#### [EXERCISE MATERIAL]
□ □ □ □ □ □ □

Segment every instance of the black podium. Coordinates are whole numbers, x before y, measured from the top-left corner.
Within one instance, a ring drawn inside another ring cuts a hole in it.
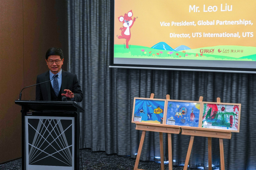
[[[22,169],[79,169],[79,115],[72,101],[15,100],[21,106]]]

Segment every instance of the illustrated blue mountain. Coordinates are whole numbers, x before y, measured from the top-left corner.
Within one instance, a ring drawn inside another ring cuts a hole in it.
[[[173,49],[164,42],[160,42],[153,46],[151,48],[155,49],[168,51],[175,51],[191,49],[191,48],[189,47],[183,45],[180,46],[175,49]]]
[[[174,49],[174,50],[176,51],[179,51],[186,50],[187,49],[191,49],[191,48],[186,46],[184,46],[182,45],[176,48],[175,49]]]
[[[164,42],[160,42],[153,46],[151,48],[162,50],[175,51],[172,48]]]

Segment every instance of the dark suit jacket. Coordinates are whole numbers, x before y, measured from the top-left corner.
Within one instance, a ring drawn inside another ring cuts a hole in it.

□ □ □ □ □ □ □

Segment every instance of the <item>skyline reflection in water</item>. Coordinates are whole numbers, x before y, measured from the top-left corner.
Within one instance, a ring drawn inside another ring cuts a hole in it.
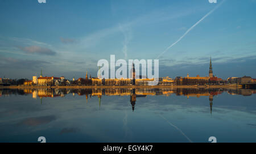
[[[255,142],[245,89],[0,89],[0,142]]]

□ □ □ □ □ □ □

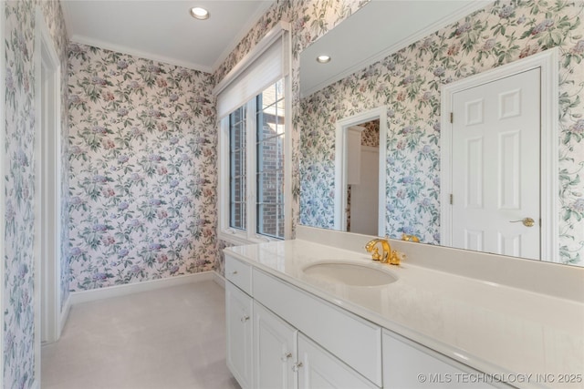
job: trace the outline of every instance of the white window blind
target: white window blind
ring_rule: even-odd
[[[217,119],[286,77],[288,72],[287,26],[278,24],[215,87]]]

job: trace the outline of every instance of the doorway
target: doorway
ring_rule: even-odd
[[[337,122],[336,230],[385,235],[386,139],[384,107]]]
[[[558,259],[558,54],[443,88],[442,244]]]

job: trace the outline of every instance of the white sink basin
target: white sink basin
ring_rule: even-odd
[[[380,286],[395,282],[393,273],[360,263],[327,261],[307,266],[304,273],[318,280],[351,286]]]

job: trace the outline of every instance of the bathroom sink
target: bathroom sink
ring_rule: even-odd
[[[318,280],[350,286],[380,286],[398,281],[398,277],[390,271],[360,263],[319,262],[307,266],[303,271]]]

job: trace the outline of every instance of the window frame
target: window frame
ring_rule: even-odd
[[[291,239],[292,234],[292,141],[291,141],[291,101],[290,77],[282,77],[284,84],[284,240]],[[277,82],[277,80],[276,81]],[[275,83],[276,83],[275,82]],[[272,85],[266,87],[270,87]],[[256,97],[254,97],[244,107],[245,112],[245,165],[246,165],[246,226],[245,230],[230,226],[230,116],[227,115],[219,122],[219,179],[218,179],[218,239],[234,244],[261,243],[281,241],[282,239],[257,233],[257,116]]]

□ □ □ □ □ □ □

#### [WRITTEN TASK]
Express the material from the line containing "Segment every instance of the black" to the line containing "[[[22,169],[79,169],[79,115],[72,101],[15,100],[21,106]]]" as a two-column CSV with the header row instruction,polygon. Place each text and its answer in one row, enclose every field in double quotes, replace line breaks with spaces, and omit the picture.

#### [TASK OUTPUT]
instruction,polygon
"Segment every instance of the black podium. Coordinates are whole numbers, x before y, measured from the top-left corner. Within one instance, a ring drawn inside another ring cuts a hole in it.","[[[22,169],[79,169],[79,115],[72,101],[15,100],[21,106]]]"